--- Material for the task ---

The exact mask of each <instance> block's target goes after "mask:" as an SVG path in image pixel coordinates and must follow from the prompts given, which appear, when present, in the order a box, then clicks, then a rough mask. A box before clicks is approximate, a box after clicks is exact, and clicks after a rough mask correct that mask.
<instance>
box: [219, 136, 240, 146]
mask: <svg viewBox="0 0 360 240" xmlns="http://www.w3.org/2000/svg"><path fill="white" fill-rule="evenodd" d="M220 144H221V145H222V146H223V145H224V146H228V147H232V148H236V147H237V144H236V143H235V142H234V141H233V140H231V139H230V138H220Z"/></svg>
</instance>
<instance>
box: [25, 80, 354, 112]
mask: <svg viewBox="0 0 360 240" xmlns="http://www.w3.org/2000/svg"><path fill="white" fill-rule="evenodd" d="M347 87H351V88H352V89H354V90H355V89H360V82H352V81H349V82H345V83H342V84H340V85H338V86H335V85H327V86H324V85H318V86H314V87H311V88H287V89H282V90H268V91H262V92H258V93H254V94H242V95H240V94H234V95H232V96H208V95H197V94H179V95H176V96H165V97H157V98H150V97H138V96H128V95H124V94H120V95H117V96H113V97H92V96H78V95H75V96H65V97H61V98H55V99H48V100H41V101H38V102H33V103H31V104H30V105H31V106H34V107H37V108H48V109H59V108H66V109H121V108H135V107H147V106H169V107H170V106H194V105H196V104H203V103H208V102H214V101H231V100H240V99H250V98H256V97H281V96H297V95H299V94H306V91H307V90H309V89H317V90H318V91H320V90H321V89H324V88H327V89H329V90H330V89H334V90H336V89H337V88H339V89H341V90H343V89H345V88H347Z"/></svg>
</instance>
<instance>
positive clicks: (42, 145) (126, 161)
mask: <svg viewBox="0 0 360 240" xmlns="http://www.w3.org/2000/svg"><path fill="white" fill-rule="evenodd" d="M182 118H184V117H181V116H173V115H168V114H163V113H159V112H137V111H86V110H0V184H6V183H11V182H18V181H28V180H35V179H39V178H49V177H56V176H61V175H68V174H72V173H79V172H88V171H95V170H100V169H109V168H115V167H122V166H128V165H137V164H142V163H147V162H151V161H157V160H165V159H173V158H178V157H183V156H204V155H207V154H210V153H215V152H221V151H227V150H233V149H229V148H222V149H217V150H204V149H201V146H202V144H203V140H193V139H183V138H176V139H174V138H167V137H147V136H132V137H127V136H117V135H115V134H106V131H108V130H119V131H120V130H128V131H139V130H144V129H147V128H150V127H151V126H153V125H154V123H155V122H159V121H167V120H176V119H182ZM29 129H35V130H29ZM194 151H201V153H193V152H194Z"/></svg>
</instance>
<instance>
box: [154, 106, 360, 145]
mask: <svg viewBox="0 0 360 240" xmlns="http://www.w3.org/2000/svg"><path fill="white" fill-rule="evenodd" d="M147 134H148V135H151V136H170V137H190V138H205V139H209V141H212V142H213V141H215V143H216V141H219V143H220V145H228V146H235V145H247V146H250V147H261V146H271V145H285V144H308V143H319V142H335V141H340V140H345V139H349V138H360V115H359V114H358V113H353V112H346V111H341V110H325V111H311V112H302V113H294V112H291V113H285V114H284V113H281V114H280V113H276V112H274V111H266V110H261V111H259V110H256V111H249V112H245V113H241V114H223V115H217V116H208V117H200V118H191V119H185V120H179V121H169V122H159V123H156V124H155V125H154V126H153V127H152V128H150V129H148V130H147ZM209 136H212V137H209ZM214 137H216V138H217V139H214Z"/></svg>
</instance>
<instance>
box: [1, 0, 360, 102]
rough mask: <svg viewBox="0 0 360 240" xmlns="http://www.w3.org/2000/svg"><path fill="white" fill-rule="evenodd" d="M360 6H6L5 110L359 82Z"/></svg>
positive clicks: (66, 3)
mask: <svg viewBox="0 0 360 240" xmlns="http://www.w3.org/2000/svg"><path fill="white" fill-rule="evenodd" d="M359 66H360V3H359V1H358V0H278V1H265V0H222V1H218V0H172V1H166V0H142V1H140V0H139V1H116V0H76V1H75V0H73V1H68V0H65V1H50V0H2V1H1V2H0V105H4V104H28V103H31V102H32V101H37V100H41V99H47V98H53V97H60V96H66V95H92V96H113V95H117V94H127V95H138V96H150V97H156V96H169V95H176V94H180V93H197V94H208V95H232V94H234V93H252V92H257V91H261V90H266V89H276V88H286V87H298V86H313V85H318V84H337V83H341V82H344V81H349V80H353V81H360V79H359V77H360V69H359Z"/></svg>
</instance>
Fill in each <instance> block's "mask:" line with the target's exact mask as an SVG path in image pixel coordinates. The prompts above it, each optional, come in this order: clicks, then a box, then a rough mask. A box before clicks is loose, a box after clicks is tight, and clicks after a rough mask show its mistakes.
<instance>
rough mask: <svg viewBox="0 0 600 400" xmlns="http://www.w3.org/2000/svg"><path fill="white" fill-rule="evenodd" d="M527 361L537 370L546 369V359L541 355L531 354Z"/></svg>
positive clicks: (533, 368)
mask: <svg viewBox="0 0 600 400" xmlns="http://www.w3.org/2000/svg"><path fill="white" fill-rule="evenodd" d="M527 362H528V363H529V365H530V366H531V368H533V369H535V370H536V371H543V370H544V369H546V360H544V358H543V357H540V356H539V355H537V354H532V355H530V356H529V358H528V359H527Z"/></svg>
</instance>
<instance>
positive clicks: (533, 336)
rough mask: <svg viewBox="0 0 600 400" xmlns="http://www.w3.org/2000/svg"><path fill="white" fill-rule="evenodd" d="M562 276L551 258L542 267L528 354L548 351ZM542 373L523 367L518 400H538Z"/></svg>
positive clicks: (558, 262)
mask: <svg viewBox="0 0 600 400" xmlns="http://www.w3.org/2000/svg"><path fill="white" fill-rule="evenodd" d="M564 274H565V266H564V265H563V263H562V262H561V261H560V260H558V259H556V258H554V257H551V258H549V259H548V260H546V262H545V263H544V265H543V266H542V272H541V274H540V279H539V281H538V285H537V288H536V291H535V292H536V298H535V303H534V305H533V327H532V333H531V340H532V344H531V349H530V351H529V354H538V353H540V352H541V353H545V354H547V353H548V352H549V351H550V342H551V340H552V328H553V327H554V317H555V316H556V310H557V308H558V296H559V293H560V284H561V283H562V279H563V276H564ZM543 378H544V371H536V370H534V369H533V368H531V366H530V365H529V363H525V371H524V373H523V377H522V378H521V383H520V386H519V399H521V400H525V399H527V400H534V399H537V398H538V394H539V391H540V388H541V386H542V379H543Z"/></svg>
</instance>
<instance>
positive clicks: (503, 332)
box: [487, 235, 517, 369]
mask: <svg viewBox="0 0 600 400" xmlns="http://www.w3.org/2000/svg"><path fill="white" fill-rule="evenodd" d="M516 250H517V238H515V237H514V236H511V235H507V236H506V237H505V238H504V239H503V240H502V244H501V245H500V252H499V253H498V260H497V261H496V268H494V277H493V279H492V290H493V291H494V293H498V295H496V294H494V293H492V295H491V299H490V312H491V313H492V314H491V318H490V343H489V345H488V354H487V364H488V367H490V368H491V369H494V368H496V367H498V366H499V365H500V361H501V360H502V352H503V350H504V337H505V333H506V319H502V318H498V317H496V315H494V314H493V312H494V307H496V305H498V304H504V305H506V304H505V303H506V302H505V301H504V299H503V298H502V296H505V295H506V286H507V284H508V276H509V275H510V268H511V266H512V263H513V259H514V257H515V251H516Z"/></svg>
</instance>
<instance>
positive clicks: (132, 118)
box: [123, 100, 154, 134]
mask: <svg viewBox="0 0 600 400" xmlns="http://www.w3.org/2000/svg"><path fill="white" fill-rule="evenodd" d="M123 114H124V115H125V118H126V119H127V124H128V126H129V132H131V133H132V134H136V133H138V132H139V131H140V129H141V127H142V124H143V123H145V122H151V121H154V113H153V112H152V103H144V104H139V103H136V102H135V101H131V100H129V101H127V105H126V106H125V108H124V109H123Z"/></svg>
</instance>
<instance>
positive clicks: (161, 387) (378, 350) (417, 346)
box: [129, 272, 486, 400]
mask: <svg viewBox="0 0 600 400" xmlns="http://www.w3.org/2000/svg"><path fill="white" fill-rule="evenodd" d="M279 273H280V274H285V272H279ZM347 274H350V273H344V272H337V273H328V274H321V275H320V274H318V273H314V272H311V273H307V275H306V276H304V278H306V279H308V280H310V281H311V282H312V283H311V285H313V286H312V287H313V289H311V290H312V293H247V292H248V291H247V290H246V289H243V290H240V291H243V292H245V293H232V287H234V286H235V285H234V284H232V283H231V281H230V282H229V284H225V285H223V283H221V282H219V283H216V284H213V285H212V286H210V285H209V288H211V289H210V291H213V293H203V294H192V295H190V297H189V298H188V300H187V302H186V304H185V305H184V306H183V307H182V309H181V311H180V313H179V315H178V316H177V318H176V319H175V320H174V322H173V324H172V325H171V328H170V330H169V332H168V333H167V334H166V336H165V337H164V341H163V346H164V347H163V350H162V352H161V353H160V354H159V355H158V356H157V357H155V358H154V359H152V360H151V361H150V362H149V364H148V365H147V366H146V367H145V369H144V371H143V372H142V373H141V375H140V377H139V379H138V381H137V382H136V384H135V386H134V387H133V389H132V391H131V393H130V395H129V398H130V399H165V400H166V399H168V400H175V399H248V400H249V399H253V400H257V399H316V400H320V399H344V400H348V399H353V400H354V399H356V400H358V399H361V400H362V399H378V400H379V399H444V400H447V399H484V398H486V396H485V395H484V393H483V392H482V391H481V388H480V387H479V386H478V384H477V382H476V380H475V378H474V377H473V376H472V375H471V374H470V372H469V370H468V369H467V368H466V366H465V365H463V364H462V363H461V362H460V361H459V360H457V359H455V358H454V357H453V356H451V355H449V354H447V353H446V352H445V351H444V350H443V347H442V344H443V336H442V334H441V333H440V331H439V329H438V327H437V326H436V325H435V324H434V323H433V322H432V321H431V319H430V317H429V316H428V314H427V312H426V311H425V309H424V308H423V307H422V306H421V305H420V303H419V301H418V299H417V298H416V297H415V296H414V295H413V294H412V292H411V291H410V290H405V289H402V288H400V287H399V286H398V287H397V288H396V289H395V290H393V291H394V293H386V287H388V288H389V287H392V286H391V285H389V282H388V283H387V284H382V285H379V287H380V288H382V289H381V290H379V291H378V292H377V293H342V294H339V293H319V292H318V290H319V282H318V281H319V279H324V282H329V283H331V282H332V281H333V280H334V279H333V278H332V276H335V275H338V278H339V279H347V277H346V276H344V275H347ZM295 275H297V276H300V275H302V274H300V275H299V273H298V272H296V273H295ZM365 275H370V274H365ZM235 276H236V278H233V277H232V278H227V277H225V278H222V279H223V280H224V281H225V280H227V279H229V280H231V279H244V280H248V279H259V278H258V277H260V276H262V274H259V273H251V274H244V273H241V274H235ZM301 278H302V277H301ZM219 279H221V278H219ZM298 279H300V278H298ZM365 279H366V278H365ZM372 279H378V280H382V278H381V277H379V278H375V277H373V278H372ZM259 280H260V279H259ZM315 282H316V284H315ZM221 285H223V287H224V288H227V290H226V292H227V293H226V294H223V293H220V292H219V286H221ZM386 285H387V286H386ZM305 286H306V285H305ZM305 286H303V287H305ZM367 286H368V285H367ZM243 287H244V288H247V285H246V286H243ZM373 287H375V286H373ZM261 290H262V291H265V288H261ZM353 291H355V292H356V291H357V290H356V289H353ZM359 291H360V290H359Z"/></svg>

---
--- Material for the task ---

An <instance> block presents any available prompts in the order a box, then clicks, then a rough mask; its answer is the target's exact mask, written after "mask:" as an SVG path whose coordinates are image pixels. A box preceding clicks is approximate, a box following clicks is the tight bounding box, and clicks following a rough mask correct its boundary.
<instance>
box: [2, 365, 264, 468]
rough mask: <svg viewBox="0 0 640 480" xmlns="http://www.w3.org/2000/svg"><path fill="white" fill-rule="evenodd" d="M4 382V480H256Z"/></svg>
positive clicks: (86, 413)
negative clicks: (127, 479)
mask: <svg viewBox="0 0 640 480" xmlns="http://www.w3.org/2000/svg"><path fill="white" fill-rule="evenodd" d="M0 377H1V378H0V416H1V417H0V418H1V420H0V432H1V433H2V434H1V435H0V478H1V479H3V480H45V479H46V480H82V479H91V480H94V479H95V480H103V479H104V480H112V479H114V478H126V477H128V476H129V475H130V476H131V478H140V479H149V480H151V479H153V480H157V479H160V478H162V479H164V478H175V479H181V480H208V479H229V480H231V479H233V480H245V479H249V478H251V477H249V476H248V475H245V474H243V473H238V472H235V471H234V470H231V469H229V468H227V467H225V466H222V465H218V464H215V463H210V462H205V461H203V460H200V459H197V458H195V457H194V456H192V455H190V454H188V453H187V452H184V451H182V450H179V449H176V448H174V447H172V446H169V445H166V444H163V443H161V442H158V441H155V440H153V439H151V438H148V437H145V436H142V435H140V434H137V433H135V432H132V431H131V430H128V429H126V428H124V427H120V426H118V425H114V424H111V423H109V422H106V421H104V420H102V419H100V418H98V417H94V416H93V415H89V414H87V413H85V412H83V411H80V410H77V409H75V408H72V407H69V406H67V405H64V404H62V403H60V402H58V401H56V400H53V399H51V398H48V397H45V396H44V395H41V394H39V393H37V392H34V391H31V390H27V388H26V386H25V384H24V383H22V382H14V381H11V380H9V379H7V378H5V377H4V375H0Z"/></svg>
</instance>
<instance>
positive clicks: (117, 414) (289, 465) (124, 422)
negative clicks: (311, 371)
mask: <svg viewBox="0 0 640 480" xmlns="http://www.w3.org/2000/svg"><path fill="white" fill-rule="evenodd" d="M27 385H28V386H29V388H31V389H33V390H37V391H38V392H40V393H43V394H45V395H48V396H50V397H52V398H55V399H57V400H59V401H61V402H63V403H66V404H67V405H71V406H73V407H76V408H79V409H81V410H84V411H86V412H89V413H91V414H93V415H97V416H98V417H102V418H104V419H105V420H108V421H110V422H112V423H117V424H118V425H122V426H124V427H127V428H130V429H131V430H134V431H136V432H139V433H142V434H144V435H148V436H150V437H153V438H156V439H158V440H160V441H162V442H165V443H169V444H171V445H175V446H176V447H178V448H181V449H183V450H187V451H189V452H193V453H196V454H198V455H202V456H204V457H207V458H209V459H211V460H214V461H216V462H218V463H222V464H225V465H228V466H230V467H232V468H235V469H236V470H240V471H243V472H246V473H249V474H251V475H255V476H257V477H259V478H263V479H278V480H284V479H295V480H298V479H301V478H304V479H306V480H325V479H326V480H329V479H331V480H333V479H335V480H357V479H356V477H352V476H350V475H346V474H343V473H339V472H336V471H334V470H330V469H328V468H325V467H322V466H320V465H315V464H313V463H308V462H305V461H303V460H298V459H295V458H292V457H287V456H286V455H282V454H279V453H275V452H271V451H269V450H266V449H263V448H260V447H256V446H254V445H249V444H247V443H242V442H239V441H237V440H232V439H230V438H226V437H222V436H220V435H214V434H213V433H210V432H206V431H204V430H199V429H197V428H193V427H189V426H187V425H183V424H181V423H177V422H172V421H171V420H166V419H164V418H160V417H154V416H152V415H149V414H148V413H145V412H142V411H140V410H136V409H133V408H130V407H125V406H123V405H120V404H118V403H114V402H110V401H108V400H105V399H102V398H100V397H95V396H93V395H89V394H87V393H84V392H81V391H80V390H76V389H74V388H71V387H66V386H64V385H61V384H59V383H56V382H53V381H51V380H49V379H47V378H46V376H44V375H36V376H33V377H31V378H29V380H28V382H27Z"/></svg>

---
--- Material for the task ---

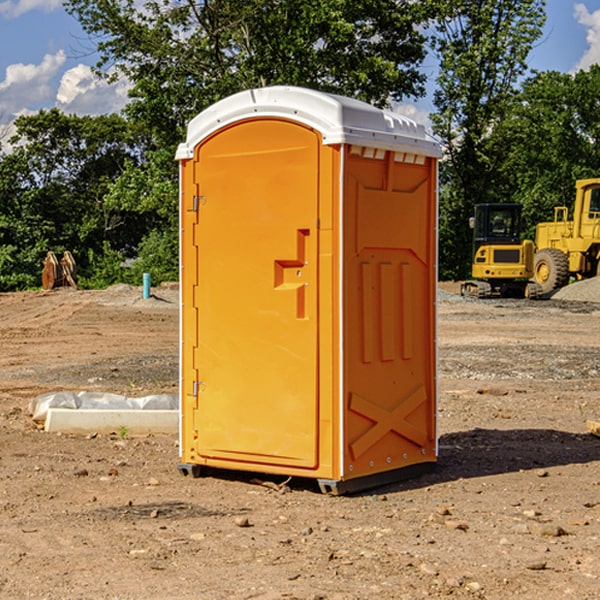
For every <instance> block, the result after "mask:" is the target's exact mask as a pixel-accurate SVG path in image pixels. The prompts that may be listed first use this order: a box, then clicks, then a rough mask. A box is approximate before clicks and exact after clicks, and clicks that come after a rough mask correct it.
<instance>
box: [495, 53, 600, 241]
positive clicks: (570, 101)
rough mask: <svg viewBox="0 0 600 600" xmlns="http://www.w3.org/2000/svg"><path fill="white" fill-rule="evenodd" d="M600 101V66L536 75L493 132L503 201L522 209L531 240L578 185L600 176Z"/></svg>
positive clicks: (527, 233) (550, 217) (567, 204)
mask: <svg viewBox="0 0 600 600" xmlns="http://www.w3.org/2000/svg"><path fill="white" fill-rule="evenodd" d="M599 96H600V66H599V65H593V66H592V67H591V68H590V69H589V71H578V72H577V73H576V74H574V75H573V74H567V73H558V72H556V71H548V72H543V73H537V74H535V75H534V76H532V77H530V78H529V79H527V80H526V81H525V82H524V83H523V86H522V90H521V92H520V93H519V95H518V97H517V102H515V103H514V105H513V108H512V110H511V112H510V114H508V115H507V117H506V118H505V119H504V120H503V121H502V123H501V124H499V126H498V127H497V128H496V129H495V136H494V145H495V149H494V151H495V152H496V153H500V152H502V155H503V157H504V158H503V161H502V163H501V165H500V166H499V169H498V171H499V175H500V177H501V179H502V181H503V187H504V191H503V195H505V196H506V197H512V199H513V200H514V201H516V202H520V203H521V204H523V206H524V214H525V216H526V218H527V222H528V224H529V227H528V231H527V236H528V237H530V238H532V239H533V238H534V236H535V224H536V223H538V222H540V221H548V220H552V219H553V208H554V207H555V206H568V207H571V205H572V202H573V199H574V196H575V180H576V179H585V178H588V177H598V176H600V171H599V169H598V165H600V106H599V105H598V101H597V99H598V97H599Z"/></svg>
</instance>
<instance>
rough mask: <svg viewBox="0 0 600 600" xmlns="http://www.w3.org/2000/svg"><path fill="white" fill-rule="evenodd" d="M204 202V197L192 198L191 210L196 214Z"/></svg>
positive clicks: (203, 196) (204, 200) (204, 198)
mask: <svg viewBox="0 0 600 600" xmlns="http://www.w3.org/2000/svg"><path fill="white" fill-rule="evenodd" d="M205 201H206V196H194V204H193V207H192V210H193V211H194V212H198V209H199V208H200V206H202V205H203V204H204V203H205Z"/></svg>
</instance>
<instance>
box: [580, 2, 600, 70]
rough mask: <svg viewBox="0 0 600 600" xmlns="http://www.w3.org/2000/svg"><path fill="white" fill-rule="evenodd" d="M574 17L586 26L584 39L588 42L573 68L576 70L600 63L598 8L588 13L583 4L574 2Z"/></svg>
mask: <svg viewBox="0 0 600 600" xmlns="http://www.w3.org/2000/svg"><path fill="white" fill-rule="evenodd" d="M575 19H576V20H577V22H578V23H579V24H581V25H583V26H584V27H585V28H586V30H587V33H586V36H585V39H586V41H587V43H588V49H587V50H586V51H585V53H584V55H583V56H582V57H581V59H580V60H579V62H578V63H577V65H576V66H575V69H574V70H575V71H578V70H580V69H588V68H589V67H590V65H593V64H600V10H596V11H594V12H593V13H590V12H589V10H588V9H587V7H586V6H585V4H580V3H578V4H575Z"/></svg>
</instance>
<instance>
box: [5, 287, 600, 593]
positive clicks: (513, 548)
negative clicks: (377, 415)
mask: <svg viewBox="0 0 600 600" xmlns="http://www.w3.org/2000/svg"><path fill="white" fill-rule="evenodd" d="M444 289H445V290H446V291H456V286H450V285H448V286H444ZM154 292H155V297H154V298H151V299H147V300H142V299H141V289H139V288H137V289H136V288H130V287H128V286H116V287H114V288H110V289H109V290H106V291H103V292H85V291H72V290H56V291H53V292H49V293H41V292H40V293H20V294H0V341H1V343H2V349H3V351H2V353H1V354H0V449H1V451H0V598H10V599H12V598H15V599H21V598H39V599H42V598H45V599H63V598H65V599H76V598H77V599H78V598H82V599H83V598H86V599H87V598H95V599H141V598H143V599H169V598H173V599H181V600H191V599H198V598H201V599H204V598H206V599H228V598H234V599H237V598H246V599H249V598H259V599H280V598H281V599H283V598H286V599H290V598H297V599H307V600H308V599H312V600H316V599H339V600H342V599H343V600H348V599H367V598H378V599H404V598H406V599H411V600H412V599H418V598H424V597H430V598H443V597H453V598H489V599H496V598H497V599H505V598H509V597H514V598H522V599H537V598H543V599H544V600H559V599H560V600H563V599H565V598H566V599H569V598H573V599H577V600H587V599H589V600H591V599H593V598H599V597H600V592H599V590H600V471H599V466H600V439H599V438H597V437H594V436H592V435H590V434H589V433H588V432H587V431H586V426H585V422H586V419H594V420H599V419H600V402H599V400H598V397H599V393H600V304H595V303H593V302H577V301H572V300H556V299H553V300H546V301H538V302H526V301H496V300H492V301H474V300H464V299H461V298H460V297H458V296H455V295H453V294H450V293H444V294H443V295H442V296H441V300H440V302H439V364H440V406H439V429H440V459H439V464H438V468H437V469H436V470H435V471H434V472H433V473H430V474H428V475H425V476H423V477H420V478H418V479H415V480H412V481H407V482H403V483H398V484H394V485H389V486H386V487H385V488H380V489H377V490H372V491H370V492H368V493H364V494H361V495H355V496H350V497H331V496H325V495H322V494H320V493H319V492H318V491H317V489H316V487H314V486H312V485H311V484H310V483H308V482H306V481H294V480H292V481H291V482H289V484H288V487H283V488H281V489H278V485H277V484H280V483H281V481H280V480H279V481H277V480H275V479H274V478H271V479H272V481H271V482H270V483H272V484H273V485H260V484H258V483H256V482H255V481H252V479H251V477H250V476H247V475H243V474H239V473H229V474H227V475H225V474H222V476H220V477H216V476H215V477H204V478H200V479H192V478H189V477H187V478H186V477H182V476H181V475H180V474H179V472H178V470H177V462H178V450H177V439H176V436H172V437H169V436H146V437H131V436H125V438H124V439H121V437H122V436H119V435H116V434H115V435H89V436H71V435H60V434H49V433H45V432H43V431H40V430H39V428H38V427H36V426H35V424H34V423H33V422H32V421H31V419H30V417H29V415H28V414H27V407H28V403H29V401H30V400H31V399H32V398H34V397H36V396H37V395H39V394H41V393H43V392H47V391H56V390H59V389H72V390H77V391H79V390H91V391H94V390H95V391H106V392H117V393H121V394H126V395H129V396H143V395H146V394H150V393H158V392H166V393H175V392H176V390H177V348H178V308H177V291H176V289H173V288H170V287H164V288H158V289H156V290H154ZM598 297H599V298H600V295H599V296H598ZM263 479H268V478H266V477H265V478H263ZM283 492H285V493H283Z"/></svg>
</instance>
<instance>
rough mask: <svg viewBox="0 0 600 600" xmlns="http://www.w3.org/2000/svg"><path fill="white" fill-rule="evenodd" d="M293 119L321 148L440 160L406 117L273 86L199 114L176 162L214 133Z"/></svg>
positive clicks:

---

#### Task description
Using the records above, set down exactly the lines from the one with "Fill in each" through the one with "361L537 370L546 369V359L541", inclusive, and nothing more.

#### The answer
Fill in each <instance> block's "mask:" line with the target's exact mask as an SVG path in image pixel coordinates. The prompts above it, each optional, come in this order: clicks, then a box, then a rough mask. A box before clicks is loose, a box after clicks is tight, and clicks after a rough mask show its mistakes.
<instance>
rough mask: <svg viewBox="0 0 600 400" xmlns="http://www.w3.org/2000/svg"><path fill="white" fill-rule="evenodd" d="M527 361L537 370L546 369V359L541 355L531 354Z"/></svg>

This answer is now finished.